# What the task requires
Copy each of the lines below that contains the word "shown", matching case exactly.

# Input rows

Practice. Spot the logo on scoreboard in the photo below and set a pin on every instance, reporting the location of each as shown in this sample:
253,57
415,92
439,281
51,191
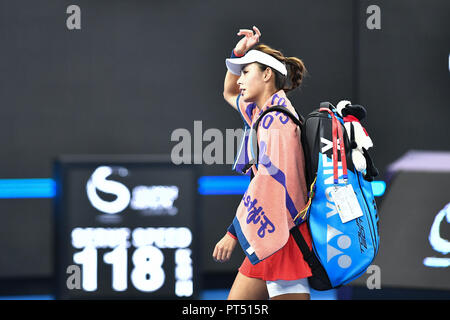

# Exercise result
Practice. Spot the logo on scoreboard in the photo below and set a pin on every instance, reporting the location of each as shown in this sample:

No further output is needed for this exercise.